**What to do:** Extract, exactly as written, the line that contains "TARGET: car" and all lines after it through the end of the records. Omit pictures.

(Records excerpted from a collection)
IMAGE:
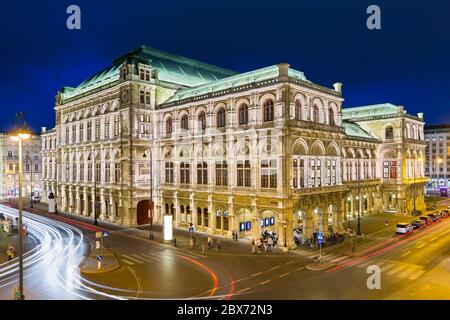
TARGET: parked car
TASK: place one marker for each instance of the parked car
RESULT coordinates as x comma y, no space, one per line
418,224
433,217
403,228
426,219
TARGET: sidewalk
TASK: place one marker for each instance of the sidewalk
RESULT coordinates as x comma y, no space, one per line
228,246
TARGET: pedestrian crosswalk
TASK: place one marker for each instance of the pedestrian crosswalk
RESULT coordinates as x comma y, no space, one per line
152,257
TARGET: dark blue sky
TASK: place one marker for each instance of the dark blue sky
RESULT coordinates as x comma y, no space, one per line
407,62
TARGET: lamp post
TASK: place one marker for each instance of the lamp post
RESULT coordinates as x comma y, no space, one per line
151,194
18,135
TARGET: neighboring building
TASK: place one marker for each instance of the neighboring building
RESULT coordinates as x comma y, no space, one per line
437,165
265,149
31,166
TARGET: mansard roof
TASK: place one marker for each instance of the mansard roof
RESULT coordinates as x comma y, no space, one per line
354,130
233,81
172,68
375,110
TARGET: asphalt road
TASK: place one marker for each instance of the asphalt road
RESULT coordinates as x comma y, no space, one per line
415,266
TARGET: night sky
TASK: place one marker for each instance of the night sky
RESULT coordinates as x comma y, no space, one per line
407,62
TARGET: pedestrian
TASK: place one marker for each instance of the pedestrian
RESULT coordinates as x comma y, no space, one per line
209,242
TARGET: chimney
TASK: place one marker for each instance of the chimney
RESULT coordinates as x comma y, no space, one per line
338,87
283,71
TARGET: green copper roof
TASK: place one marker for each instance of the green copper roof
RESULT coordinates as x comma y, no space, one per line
233,81
172,68
354,130
375,110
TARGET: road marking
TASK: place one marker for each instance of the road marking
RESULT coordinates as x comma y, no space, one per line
244,290
405,254
416,275
338,259
274,268
386,268
128,262
132,259
405,273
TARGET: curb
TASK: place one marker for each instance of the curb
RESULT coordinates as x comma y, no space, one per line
115,264
320,266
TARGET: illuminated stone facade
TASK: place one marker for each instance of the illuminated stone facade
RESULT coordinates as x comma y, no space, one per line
266,149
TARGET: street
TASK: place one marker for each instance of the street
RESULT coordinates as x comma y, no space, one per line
413,266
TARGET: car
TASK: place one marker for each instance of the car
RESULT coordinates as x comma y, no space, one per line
418,224
426,219
403,228
433,217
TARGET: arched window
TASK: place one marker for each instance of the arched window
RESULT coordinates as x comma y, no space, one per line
298,110
221,118
243,114
202,120
184,122
315,113
268,110
331,117
169,126
389,133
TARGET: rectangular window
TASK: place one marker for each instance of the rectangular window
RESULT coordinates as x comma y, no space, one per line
185,173
81,172
74,133
81,137
116,125
97,171
243,173
89,133
107,128
97,129
116,172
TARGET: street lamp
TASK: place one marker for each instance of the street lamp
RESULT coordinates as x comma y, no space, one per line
151,194
18,135
92,154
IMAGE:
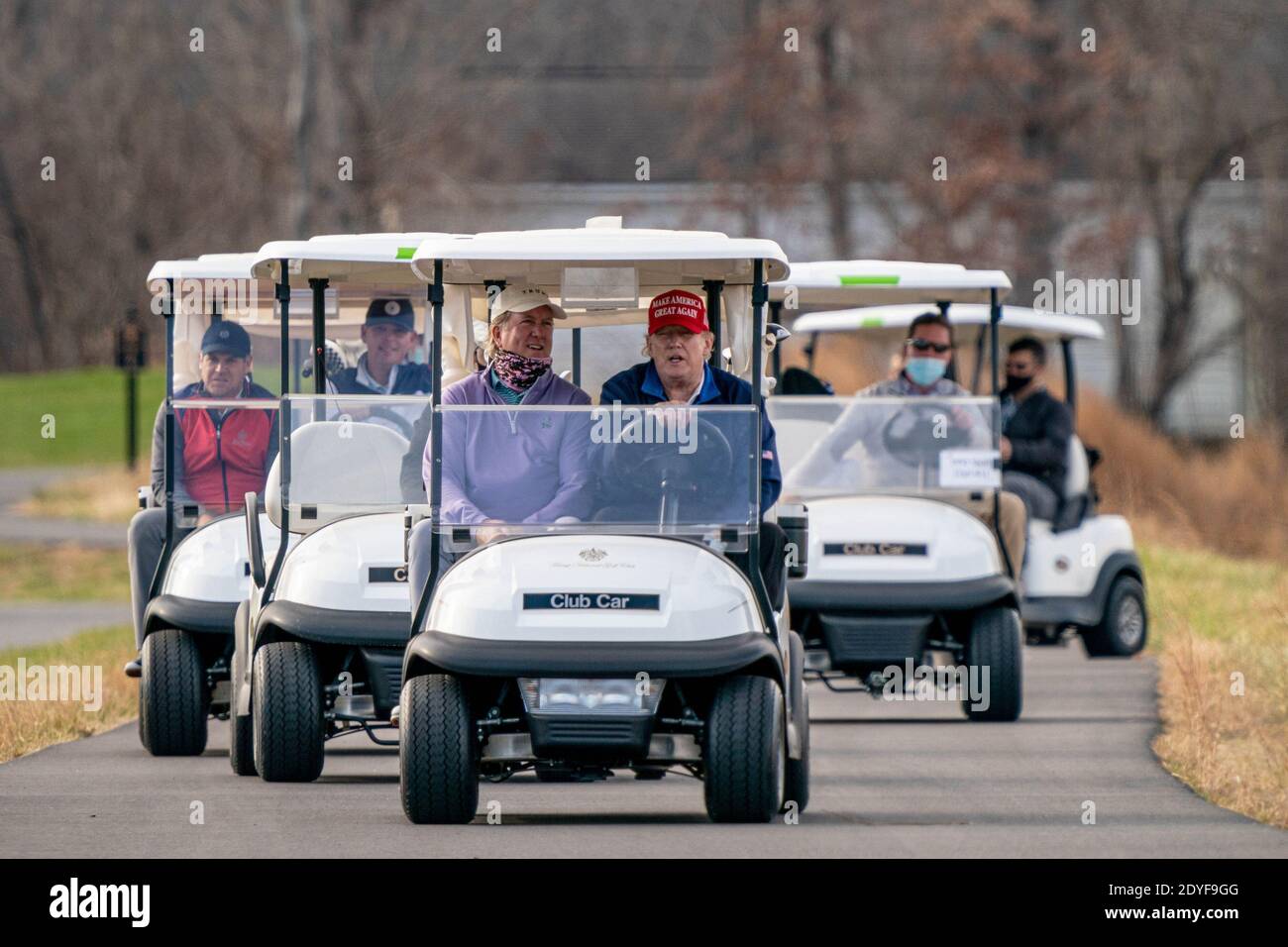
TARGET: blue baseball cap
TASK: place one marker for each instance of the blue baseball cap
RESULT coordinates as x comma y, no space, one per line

**Reply:**
TARGET: car
TASK: place one marker for each instance of the car
RESULT coordinates as x comma y, no space, one per line
418,224
426,219
403,228
433,217
TARGET: arched window
TASK: place one marker for each instance of the arched window
RESULT coordinates as x comma y, no space, one per line
298,110
221,118
243,114
202,120
184,122
315,113
268,110
331,117
169,126
389,133
TARGET: rectangular window
TASK: place one marker for each instance of the rectangular window
RESULT coordinates as x comma y, no space, one per line
185,173
81,172
74,133
81,137
116,125
97,171
243,173
89,133
107,128
97,129
116,172
TARGET: street lamp
TASK: place one marker for each instance of the street lamp
RESULT coordinates as x comma y, no space, one per line
151,194
18,135
92,154
IMAGE:
TARGET: blue baseball cap
TASK: place one marker for each instance of the blue baseball cap
RESULT coordinates as x comma y, no space, one per line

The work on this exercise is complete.